_EXERCISE TASKS_:
A – Copy the federal budget post from "Tuesday, February 15, 2011" to "down the road.", swapping "president" for "leader".
B – Write what comes next in the federal budget post, picking up after its last sentence.

_TEXT SHOWN_:
>> Begin

Tuesday, February 15, 2011

Federal Budget

"Steep Cuts?" Even the Left Is Starting to Notice - John Hinderaker
[T]his president is too weak, too cautious, too beholden to politics over policy to lead. In this budget, in his refusal to do anything concrete to tackle the looming entitlement debt, in his failure to address the generational injustice, in his blithe indifference to the increasing danger of default, he has betrayed those of us who took him to be a serious president prepared to put the good of the country before his short term political interests. Like his State of the Union, this budget is good short term politics but such a massive pile of fiscal bullshit it makes it perfectly clear that Obama is kicking this vital issue down the road.

To all those under 30 who worked so hard to get this man elected, know this: he just screwed you over. He thinks you're fools.

>> End

_ITEMS_:
>> Begin

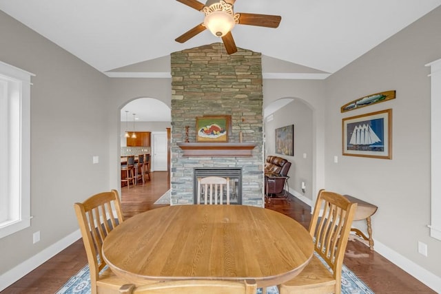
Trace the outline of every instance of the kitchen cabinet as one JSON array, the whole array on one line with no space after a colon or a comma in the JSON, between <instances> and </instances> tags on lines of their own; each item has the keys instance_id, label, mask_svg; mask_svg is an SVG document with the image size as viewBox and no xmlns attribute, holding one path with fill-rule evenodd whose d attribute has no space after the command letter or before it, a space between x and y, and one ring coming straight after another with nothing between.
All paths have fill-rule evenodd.
<instances>
[{"instance_id":1,"label":"kitchen cabinet","mask_svg":"<svg viewBox=\"0 0 441 294\"><path fill-rule=\"evenodd\" d=\"M135 134L136 138L127 138L127 147L150 147L150 132L135 132Z\"/></svg>"}]
</instances>

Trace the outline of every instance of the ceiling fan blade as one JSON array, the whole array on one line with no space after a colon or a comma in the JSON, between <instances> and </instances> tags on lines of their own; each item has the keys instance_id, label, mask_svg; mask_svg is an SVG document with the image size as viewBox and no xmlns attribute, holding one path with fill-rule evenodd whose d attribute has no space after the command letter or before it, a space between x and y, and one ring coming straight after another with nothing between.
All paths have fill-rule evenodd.
<instances>
[{"instance_id":1,"label":"ceiling fan blade","mask_svg":"<svg viewBox=\"0 0 441 294\"><path fill-rule=\"evenodd\" d=\"M207 28L202 23L198 24L191 30L187 30L174 39L176 42L184 43L193 38L196 34L205 31Z\"/></svg>"},{"instance_id":2,"label":"ceiling fan blade","mask_svg":"<svg viewBox=\"0 0 441 294\"><path fill-rule=\"evenodd\" d=\"M234 39L233 39L233 35L231 32L228 32L227 34L223 36L222 41L227 50L227 53L232 54L234 52L237 52L237 48L236 47L236 43L234 43Z\"/></svg>"},{"instance_id":3,"label":"ceiling fan blade","mask_svg":"<svg viewBox=\"0 0 441 294\"><path fill-rule=\"evenodd\" d=\"M205 6L197 0L176 0L178 2L181 2L183 4L185 4L187 6L194 8L198 11L202 10Z\"/></svg>"},{"instance_id":4,"label":"ceiling fan blade","mask_svg":"<svg viewBox=\"0 0 441 294\"><path fill-rule=\"evenodd\" d=\"M239 13L239 23L241 25L277 28L282 20L282 17L279 15L256 14L254 13Z\"/></svg>"}]
</instances>

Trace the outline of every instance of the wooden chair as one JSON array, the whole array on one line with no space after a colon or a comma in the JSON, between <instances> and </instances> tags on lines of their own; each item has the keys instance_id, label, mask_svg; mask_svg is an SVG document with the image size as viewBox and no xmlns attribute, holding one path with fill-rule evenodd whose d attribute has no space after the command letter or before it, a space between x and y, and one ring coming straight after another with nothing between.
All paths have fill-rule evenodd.
<instances>
[{"instance_id":1,"label":"wooden chair","mask_svg":"<svg viewBox=\"0 0 441 294\"><path fill-rule=\"evenodd\" d=\"M101 255L104 239L124 220L118 191L94 195L82 203L75 203L74 207L90 269L92 293L118 293L127 281L117 277L108 268L103 271L105 263Z\"/></svg>"},{"instance_id":2,"label":"wooden chair","mask_svg":"<svg viewBox=\"0 0 441 294\"><path fill-rule=\"evenodd\" d=\"M133 155L121 156L121 158L123 158L121 160L123 162L121 164L121 184L123 182L127 182L127 189L130 189L130 181L132 181L132 184L133 184L134 186L135 185L135 177L134 174L135 156ZM123 175L123 174L124 174L124 175Z\"/></svg>"},{"instance_id":3,"label":"wooden chair","mask_svg":"<svg viewBox=\"0 0 441 294\"><path fill-rule=\"evenodd\" d=\"M342 265L356 209L356 203L340 194L318 192L309 233L314 240L316 253L331 271L314 255L298 275L279 286L280 294L340 293Z\"/></svg>"},{"instance_id":4,"label":"wooden chair","mask_svg":"<svg viewBox=\"0 0 441 294\"><path fill-rule=\"evenodd\" d=\"M229 204L229 178L209 176L198 178L198 204L203 196L203 204L217 204L223 202L223 190L226 189L227 204Z\"/></svg>"},{"instance_id":5,"label":"wooden chair","mask_svg":"<svg viewBox=\"0 0 441 294\"><path fill-rule=\"evenodd\" d=\"M126 284L120 288L124 294L256 294L257 286L254 280L218 281L210 280L182 280L150 284L139 287Z\"/></svg>"}]
</instances>

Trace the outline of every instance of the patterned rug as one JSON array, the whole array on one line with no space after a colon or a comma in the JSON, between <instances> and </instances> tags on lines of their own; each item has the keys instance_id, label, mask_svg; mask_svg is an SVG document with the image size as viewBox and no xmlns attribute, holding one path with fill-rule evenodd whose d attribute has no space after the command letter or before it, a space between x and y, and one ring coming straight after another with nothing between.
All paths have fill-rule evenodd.
<instances>
[{"instance_id":1,"label":"patterned rug","mask_svg":"<svg viewBox=\"0 0 441 294\"><path fill-rule=\"evenodd\" d=\"M76 275L72 277L56 294L89 294L90 293L90 274L86 265ZM262 288L257 294L262 293ZM275 286L267 288L267 294L278 294ZM342 294L374 294L366 284L343 264L342 269Z\"/></svg>"},{"instance_id":2,"label":"patterned rug","mask_svg":"<svg viewBox=\"0 0 441 294\"><path fill-rule=\"evenodd\" d=\"M154 203L154 204L170 204L170 190L164 193Z\"/></svg>"}]
</instances>

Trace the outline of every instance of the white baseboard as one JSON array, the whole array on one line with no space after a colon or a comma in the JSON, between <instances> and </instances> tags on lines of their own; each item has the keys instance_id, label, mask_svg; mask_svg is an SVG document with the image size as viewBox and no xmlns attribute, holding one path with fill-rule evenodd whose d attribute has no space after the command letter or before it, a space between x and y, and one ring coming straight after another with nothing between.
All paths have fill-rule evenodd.
<instances>
[{"instance_id":1,"label":"white baseboard","mask_svg":"<svg viewBox=\"0 0 441 294\"><path fill-rule=\"evenodd\" d=\"M441 277L408 260L374 239L374 250L391 262L425 284L438 293L441 293Z\"/></svg>"},{"instance_id":2,"label":"white baseboard","mask_svg":"<svg viewBox=\"0 0 441 294\"><path fill-rule=\"evenodd\" d=\"M311 200L310 199L307 198L303 195L294 190L289 189L289 193L307 205L309 205L309 207L311 207ZM441 293L441 277L408 260L405 257L394 251L375 239L374 243L375 246L373 249L377 253L381 254L389 261L396 264L397 266L400 267L401 269L412 275L413 277L431 288L436 293Z\"/></svg>"},{"instance_id":3,"label":"white baseboard","mask_svg":"<svg viewBox=\"0 0 441 294\"><path fill-rule=\"evenodd\" d=\"M12 285L81 238L78 229L0 275L0 291Z\"/></svg>"},{"instance_id":4,"label":"white baseboard","mask_svg":"<svg viewBox=\"0 0 441 294\"><path fill-rule=\"evenodd\" d=\"M289 193L307 205L311 206L311 201L310 199L307 198L294 190L290 189ZM0 275L0 291L20 280L80 238L81 238L81 234L79 229ZM423 269L378 240L374 240L374 250L376 252L436 293L441 293L441 277Z\"/></svg>"},{"instance_id":5,"label":"white baseboard","mask_svg":"<svg viewBox=\"0 0 441 294\"><path fill-rule=\"evenodd\" d=\"M289 193L293 195L299 200L302 201L303 203L306 204L307 205L309 205L310 207L312 207L312 201L311 200L311 199L305 197L302 194L292 189L289 189Z\"/></svg>"}]
</instances>

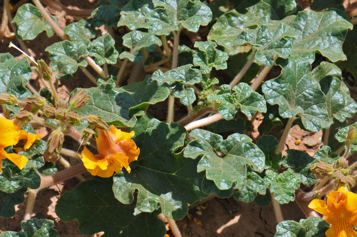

>> End

_ANSWERS TO THE EXERCISE_:
A –
Tuesday, February 15, 2011

Federal Budget

"Steep Cuts?" Even the Left Is Starting to Notice - John Hinderaker
[T]his leader is too weak, too cautious, too beholden to politics over policy to lead. In this budget, in his refusal to do anything concrete to tackle the looming entitlement debt, in his failure to address the generational injustice, in his blithe indifference to the increasing danger of default, he has betrayed those of us who took him to be a serious leader prepared to put the good of the country before his short term political interests. Like his State of the Union, this budget is good short term politics but such a massive pile of fiscal bullshit it makes it perfectly clear that Obama is kicking this vital issue down the road.

B –
Obama's game is transparent, isn't it? He is playing a game of chicken. He puts forward a series of proposals that he knows are more or less insane; but he also believes that Republicans will come to his rescue. They, not being wholly irresponsible, will come up with plans to reform entitlements--like, for example, the Ryan Roadmap. Ultimately, some combination of those plans will be implemented because the alternative is the collapse, not just of the government of the United States, but of the country itself. But Obama thinks the GOP's reforms will be unpopular, and he will be able to demagogue them, thus having his cake and eating it too. Is that leadership? Of course not. But it is the very essence of Barack Obama.

The Cee Lo Green Budget - Wall Street Journal
How unserious is this budget? Although the White House trumpets $2.18 trillion in deficit reduction over the next decade, those savings are so far off in the magical "out years" that you can barely see them from here. More than 95% of the savings would happen after Mr. Obama's first term in the White House is over, and almost two-thirds of the promised deficit reduction would arrive after 2016. Pretending to cut deficits by pushing all real cuts into the future is Budget Flimflam 101.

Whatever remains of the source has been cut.